:: PROVIDED DATA ::

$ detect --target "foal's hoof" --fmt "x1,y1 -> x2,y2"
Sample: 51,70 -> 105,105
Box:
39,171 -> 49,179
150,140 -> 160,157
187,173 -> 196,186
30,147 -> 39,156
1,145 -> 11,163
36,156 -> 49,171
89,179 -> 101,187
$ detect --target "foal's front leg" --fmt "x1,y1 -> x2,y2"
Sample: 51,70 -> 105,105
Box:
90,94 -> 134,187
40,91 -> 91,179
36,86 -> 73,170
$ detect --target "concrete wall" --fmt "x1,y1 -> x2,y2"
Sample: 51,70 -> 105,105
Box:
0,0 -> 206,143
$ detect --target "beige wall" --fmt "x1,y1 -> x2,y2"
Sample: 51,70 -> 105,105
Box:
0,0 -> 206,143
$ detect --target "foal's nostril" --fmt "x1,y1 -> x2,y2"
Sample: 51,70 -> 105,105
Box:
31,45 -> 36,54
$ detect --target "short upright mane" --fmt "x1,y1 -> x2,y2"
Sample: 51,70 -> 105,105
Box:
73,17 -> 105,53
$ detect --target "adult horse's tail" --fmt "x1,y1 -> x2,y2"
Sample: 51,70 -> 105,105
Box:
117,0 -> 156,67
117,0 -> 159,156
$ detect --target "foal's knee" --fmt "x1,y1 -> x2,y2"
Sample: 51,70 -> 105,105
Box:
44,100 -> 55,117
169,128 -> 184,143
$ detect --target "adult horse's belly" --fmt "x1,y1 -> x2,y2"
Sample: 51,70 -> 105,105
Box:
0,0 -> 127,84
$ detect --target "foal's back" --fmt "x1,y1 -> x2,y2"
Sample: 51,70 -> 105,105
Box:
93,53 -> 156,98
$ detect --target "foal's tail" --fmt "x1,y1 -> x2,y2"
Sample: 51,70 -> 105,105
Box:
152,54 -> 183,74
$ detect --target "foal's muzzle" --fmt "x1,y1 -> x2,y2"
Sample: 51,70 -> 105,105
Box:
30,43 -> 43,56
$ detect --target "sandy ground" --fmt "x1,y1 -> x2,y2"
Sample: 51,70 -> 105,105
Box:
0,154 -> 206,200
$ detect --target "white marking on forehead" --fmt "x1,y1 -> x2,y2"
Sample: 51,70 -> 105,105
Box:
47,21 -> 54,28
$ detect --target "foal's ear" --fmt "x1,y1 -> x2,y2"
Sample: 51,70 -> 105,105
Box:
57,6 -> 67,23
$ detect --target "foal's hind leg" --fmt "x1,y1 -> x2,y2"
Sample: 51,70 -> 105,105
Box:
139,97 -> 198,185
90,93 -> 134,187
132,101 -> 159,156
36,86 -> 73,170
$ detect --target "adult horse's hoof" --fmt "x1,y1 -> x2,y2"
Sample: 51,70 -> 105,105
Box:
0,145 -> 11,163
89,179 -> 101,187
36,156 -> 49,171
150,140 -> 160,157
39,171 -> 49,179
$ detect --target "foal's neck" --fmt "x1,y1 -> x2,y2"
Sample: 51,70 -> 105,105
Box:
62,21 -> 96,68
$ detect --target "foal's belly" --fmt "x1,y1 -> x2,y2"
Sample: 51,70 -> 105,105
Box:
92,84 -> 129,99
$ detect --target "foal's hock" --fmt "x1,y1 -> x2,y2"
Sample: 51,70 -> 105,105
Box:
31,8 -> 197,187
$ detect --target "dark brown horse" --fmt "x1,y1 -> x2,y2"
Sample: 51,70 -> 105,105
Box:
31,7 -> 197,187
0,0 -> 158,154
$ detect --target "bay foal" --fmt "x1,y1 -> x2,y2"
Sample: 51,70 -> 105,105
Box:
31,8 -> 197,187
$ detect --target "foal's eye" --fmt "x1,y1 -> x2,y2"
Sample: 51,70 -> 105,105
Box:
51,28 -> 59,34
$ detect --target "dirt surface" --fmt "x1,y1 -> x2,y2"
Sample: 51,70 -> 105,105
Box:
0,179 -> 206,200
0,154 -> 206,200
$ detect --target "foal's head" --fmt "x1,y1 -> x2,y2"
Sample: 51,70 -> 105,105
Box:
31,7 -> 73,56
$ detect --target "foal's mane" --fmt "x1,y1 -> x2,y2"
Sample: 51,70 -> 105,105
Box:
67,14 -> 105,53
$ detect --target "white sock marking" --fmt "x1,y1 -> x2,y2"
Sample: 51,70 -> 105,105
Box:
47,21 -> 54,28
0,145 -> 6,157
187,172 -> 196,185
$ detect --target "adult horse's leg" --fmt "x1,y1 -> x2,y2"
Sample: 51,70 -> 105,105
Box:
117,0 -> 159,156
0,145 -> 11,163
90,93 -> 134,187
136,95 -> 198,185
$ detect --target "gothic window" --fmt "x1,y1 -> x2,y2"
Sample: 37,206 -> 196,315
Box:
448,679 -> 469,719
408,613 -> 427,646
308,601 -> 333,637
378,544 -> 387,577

:: BRIEF ::
Rewrite the items from the very beginning through the line containing "57,6 -> 67,23", both included, keeping every request line as it is and raising each coordinate in the answers by 5. Leave the sample coordinates in the requests unchanged.

:: WRITTEN SOLUTION ::
$ detect --target "foal's hoof" --fmt "x1,y1 -> x2,y2"
Sample: 51,70 -> 105,105
Box:
44,176 -> 54,184
155,145 -> 165,162
192,178 -> 201,191
35,152 -> 44,161
6,150 -> 16,168
41,161 -> 54,176
94,184 -> 106,192
$ detect --target "foal's front leg" --fmt "x1,y1 -> x2,y2"
Sample: 51,70 -> 105,105
Box:
95,99 -> 139,192
45,96 -> 96,184
41,91 -> 78,175
$ detect --target "concrete wall" --fmt "x1,y1 -> x2,y2"
Sample: 51,70 -> 105,105
Box:
5,5 -> 211,148
$ detect --target "beige wall" --fmt "x1,y1 -> x2,y2"
Sample: 51,70 -> 105,105
Box:
5,5 -> 211,148
$ detect --target "foal's nostril" --fmt "x1,y1 -> x2,y2"
Sample: 51,70 -> 105,105
Box:
36,50 -> 41,59
$ detect --target "short upright mane" --fmt "x1,y1 -> x2,y2"
Sample: 51,70 -> 105,105
Box:
78,22 -> 110,58
$ detect --target "adult horse's tail" --fmt "x1,y1 -> x2,y2"
Sample: 51,70 -> 105,105
Box:
122,5 -> 161,72
122,5 -> 164,161
$ detect --target "foal's knee" --fmt "x1,y1 -> x2,y2"
Sample: 51,70 -> 105,105
Box:
49,105 -> 60,122
174,133 -> 189,148
$ detect --target "adult horse's belly" --fmt "x1,y1 -> x2,y2"
Sample: 51,70 -> 105,105
Box:
5,5 -> 132,89
$ detect --target "foal's back" --fmt "x1,y1 -> x2,y2"
Sample: 51,70 -> 105,105
Box:
98,58 -> 161,103
$ detect --target "foal's tail" --fmt "x1,y1 -> x2,y2"
Sample: 51,70 -> 105,105
Box:
157,59 -> 188,79
$ detect --target "foal's muzzle" --fmt "x1,y1 -> x2,y2"
Sample: 51,70 -> 105,105
Box:
35,48 -> 48,61
$ detect --target "sandy ground" --fmt "x1,y1 -> x2,y2"
Sample: 51,70 -> 105,105
Box:
5,159 -> 211,205
$ detect --target "white marking on forehead" --fmt "x1,y1 -> x2,y2"
Sample: 51,70 -> 105,105
Box:
52,26 -> 59,33
$ detect --target "foal's ear" --fmt "x1,y1 -> x2,y2"
Sample: 51,70 -> 105,105
Box:
62,11 -> 72,28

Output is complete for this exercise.